GIVEN TASK.
Rewrite every line from the one with "Help me out: where is the stone face eye" through the last row, including both of those lines and the requests, but leave out the pictures. Scale each bounding box coordinate in the answers by 0.3 and round to whole numbers, with halves rounded up.

━━ EXCERPTED DATA ━━

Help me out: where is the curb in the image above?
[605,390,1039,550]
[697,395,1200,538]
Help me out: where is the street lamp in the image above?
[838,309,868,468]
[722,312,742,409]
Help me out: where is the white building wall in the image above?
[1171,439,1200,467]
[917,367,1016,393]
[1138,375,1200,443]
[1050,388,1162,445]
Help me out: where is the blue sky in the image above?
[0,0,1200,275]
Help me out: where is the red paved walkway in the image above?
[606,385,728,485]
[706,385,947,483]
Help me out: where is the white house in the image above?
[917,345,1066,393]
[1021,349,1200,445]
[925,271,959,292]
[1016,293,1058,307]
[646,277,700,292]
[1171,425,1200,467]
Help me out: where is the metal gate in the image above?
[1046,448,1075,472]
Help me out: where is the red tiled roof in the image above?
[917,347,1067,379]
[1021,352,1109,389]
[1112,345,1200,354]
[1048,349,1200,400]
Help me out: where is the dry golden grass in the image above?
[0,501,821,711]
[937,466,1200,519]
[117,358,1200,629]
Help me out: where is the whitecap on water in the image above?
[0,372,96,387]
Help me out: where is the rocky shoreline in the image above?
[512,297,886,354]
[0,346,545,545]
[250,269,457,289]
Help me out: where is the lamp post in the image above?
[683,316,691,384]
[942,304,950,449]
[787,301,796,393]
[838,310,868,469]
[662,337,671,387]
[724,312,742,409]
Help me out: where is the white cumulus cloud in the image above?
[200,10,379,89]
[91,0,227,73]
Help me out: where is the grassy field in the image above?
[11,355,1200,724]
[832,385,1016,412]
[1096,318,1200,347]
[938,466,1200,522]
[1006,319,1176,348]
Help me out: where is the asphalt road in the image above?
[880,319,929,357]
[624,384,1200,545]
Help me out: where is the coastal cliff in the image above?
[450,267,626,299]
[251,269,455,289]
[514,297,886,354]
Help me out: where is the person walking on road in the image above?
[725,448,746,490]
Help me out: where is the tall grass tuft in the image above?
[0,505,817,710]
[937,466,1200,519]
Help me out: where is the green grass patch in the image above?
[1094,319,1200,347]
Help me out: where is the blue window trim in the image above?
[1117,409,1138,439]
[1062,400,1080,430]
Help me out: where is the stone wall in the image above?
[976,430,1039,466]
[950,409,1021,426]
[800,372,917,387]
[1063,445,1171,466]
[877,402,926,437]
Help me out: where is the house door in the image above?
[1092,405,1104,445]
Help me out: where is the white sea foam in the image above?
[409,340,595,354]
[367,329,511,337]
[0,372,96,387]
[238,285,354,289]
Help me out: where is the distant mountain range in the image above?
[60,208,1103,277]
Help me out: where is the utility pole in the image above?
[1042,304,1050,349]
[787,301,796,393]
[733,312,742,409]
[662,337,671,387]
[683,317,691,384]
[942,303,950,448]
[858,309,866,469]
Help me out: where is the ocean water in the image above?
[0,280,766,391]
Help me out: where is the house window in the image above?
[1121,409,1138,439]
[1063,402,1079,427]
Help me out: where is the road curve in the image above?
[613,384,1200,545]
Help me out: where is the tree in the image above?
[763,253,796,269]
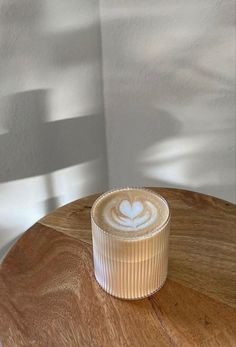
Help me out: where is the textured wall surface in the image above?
[0,0,236,254]
[0,0,107,253]
[101,0,236,201]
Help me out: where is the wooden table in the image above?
[0,188,236,347]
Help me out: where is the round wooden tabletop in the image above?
[0,188,236,347]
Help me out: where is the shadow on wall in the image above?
[0,90,104,209]
[102,1,235,200]
[0,0,107,256]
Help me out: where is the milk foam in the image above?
[92,188,169,238]
[103,198,157,231]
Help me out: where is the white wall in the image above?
[0,0,107,254]
[100,0,236,201]
[0,0,236,255]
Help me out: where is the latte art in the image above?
[104,200,157,231]
[92,188,169,238]
[91,188,170,299]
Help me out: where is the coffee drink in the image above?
[91,188,170,299]
[93,188,169,238]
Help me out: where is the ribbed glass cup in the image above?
[91,188,170,299]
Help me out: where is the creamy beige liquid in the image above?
[92,188,169,238]
[91,188,170,299]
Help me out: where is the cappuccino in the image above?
[91,188,170,299]
[92,188,169,238]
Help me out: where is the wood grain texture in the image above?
[0,188,236,347]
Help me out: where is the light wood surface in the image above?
[0,188,236,347]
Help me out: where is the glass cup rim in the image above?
[91,186,171,241]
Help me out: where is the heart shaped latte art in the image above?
[119,200,144,219]
[104,199,157,231]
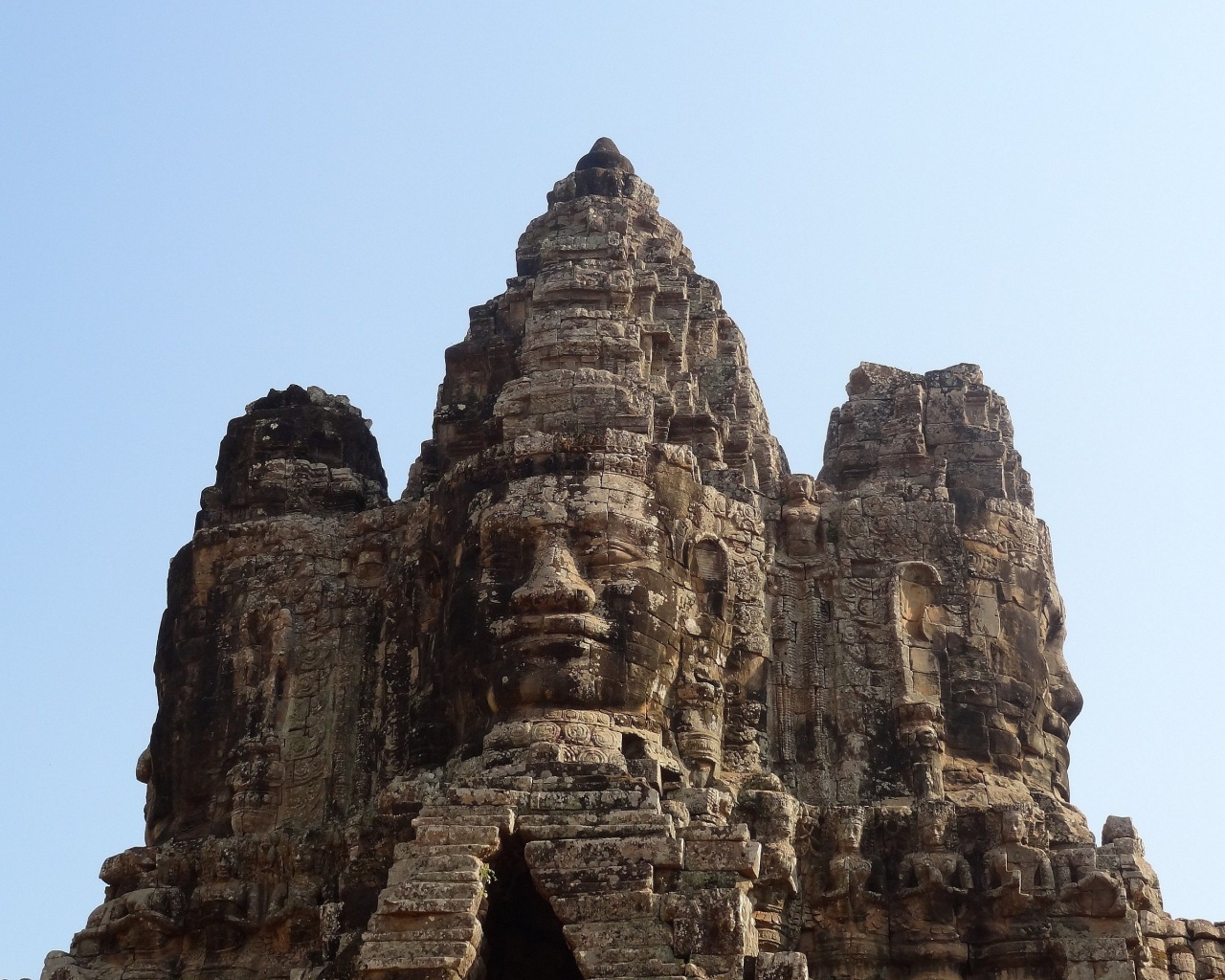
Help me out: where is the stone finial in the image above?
[574,136,634,174]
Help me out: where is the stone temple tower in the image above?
[43,140,1225,980]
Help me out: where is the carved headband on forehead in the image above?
[441,429,701,487]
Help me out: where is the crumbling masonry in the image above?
[43,140,1225,980]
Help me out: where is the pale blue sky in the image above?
[0,0,1225,977]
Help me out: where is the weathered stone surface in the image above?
[43,140,1225,980]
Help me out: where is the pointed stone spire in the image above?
[410,137,785,500]
[574,136,634,174]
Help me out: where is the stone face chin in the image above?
[43,139,1195,980]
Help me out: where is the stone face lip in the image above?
[574,136,634,174]
[43,139,1210,980]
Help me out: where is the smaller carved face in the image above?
[919,810,948,850]
[835,810,863,852]
[999,810,1025,844]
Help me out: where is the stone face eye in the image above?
[585,542,643,569]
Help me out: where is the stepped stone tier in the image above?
[43,140,1225,980]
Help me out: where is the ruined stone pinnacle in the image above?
[574,136,634,174]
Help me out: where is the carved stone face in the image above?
[446,462,727,714]
[919,809,948,850]
[970,539,1083,800]
[999,810,1025,844]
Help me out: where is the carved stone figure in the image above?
[43,140,1225,980]
[984,806,1055,915]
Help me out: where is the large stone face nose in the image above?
[511,534,595,615]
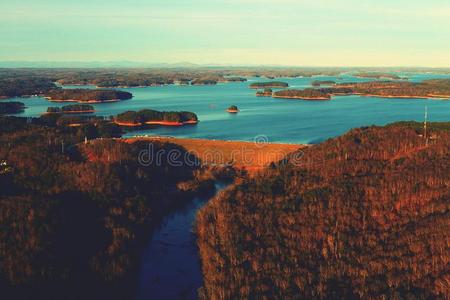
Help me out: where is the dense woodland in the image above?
[355,72,402,80]
[273,89,331,100]
[197,122,450,299]
[0,101,25,115]
[311,80,336,87]
[336,79,450,98]
[250,81,289,89]
[45,89,133,102]
[0,117,219,299]
[256,89,273,97]
[114,109,198,125]
[47,104,95,114]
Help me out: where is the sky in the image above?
[0,0,450,67]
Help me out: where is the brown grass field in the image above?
[127,137,307,174]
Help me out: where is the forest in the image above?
[311,80,336,87]
[114,109,198,125]
[196,122,450,299]
[45,89,133,102]
[355,72,402,80]
[0,117,220,299]
[47,104,95,114]
[331,79,450,98]
[0,101,25,115]
[250,81,289,89]
[273,89,331,100]
[0,76,56,98]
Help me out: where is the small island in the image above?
[45,89,133,103]
[250,81,289,89]
[191,78,218,85]
[335,79,450,99]
[114,109,198,127]
[0,102,25,115]
[256,89,273,97]
[311,80,336,87]
[227,105,239,114]
[273,89,331,100]
[225,77,247,82]
[46,104,95,114]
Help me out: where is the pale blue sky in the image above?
[0,0,450,67]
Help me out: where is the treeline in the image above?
[114,109,198,125]
[197,123,450,299]
[311,80,336,87]
[0,101,25,115]
[0,117,214,299]
[0,77,56,98]
[270,79,450,100]
[354,72,402,80]
[47,104,95,113]
[250,81,289,89]
[273,89,331,100]
[45,89,133,102]
[336,79,450,98]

━━━

TASK RESULT.
Help me out: where is the stone face eye in the image above?
[176,163,193,171]
Help me out: where is the stepped stone tier in the image above?
[13,42,368,294]
Help me out: where is the ruined stone pinnacle in the image above?
[172,41,190,52]
Help me out: where is the carved stone face in the image above?
[134,139,218,214]
[276,243,284,255]
[291,162,325,240]
[300,243,308,253]
Help me out: where is the carved stone figure in the image above?
[13,42,368,294]
[295,242,317,275]
Help me out: where is the large stone face nose in the image above?
[153,160,179,185]
Help me out: where is the dense woodland in the image above?
[107,22,121,24]
[82,27,99,30]
[59,37,135,90]
[0,30,8,35]
[93,24,101,26]
[101,24,135,29]
[75,24,87,27]
[14,27,40,31]
[0,35,66,90]
[77,27,82,29]
[34,33,59,38]
[14,31,29,34]
Help me out: where is the sky in the image above?
[0,0,135,20]
Help me out: where is the brown grass field in the image above?
[38,41,92,52]
Help me out: where is the forest in the image above?
[93,24,101,26]
[34,33,59,38]
[59,37,135,90]
[14,27,40,31]
[107,22,121,24]
[0,35,66,90]
[14,31,29,34]
[99,24,135,29]
[0,30,8,35]
[75,24,87,27]
[82,27,99,30]
[0,23,17,29]
Help me out: where is the small island in the image above?
[14,27,40,31]
[75,24,87,27]
[57,23,65,26]
[101,24,135,30]
[34,33,59,38]
[0,31,8,35]
[77,27,82,29]
[93,24,101,26]
[68,32,72,34]
[82,27,99,30]
[68,23,74,25]
[14,31,29,34]
Help me out: where is the pale blue sky in the image above?
[0,0,135,20]
Help me out: where is the treeline in the image above?
[34,33,59,38]
[59,37,135,90]
[93,24,101,26]
[0,30,8,35]
[0,35,64,90]
[0,23,17,29]
[81,24,135,30]
[106,22,121,24]
[14,31,29,34]
[75,24,87,27]
[82,27,99,30]
[14,27,40,31]
[101,24,135,29]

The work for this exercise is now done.